Image location labeling entries:
==*==

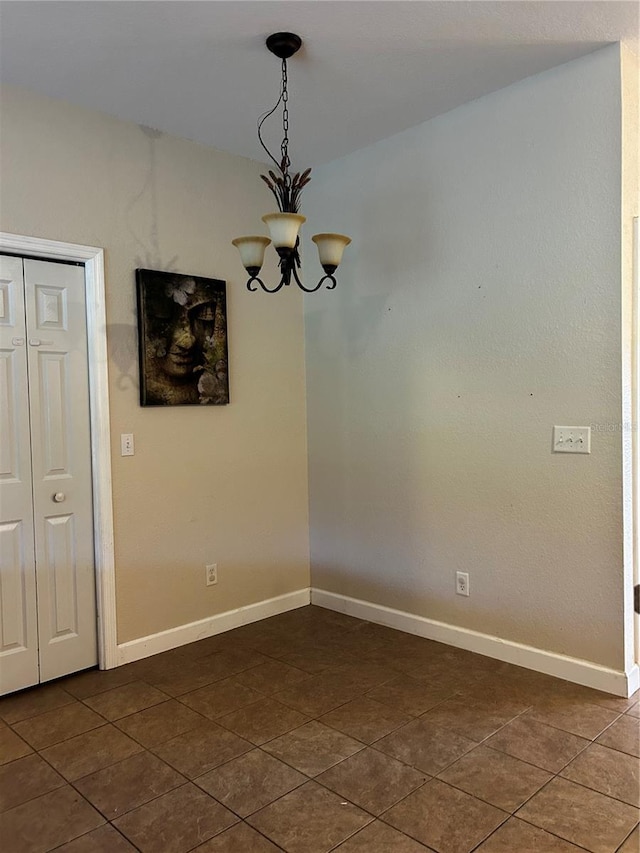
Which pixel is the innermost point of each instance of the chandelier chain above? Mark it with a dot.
(284, 147)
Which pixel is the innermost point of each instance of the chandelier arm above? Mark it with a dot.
(264, 286)
(333, 283)
(301, 285)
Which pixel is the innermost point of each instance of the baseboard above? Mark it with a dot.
(571, 669)
(183, 634)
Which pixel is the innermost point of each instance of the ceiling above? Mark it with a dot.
(366, 71)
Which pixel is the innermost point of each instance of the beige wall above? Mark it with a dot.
(630, 76)
(207, 484)
(480, 306)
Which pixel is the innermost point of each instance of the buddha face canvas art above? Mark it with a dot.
(182, 323)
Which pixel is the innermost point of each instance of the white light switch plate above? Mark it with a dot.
(572, 439)
(127, 447)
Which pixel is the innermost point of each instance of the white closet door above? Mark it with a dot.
(61, 466)
(18, 615)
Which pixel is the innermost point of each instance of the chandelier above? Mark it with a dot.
(284, 226)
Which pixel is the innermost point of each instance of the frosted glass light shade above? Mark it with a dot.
(284, 228)
(330, 248)
(251, 250)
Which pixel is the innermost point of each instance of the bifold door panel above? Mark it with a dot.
(47, 580)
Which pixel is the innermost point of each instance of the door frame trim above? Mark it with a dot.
(93, 260)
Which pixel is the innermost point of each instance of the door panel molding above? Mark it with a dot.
(93, 260)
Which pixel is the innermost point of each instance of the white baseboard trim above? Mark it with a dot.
(571, 669)
(183, 634)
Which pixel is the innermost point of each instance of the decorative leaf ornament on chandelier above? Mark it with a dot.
(284, 226)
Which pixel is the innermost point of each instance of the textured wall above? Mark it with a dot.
(207, 484)
(479, 305)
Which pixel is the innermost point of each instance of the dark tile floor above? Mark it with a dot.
(310, 732)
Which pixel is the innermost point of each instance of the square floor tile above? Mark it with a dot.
(472, 717)
(516, 836)
(220, 698)
(318, 695)
(186, 678)
(271, 677)
(444, 818)
(263, 721)
(584, 817)
(239, 839)
(160, 723)
(11, 746)
(176, 822)
(573, 716)
(32, 702)
(427, 747)
(250, 782)
(623, 735)
(313, 748)
(125, 700)
(96, 681)
(372, 780)
(104, 839)
(130, 783)
(313, 658)
(309, 820)
(228, 662)
(409, 695)
(365, 719)
(608, 771)
(58, 725)
(48, 821)
(26, 779)
(197, 751)
(539, 744)
(90, 751)
(496, 778)
(632, 844)
(365, 675)
(377, 837)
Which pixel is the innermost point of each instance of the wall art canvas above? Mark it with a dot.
(182, 329)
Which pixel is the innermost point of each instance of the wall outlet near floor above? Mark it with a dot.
(211, 574)
(462, 583)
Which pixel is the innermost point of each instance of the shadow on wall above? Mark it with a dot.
(123, 337)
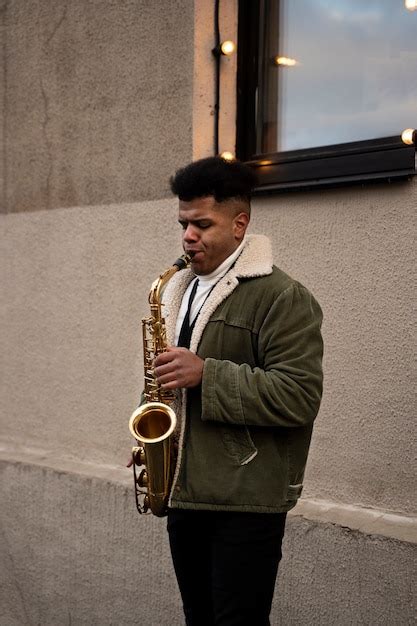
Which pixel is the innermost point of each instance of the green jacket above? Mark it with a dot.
(245, 431)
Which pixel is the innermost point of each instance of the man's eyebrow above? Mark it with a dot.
(200, 219)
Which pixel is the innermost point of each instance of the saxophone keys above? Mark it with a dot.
(139, 456)
(143, 479)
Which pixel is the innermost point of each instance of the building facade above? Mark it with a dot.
(102, 102)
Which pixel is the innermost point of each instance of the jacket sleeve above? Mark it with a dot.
(286, 389)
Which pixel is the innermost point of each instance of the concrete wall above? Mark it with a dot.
(97, 100)
(103, 101)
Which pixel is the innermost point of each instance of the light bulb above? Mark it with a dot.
(227, 47)
(278, 60)
(409, 136)
(227, 156)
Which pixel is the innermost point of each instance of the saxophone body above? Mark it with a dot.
(153, 423)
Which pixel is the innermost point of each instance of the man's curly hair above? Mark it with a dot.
(215, 177)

==*==

WORK TO COMPLETE
Retype, word for word, the lines from the one with "canvas above? Mark it with a dot." through the last line of the entries above, and only those lines. Leave pictures out.

CORRECT RESPONSE
Which pixel is the innermost point of each instance of the wall art canvas above? Mark it with a dot.
(182, 329)
Which pixel is the innermost point of each instance of the wall outlet near floor above? Mark it with a dot.
(211, 574)
(462, 583)
Which pixel is the innermost point of each instance of the shadow on wall above? Mark it with a dot.
(123, 337)
Which pixel is the innermost point of each instance of the green jacket above? Mark it with a dot.
(245, 431)
Which pixel is the innermost point of each instance of the man's eyebrow above? Mark it with a dot.
(200, 219)
Which pixel is the innermost point of each instance of the saxophone keys above? Mark it with a dot.
(139, 456)
(143, 479)
Which pixel is the innermost point of each instance of the building facade above? Mark it with a dot.
(102, 102)
Which pixel is the innermost point of each instance of the jacket sleeve above? Mark it with a dot.
(286, 389)
Which pixel is the innermost point of each instance of the concrete wall above? Mark it with a dot.
(97, 100)
(103, 101)
Which pixel is the innermost point of each instance of the light bulb above? Mark it with a dot.
(227, 47)
(278, 60)
(409, 136)
(227, 156)
Which pixel is the innermost point of each instance of the saxophone body above? Mark it with a dot.
(153, 423)
Which pixel is the innermost point of each instance of the man's curly hair above? Mark it with a dot.
(215, 177)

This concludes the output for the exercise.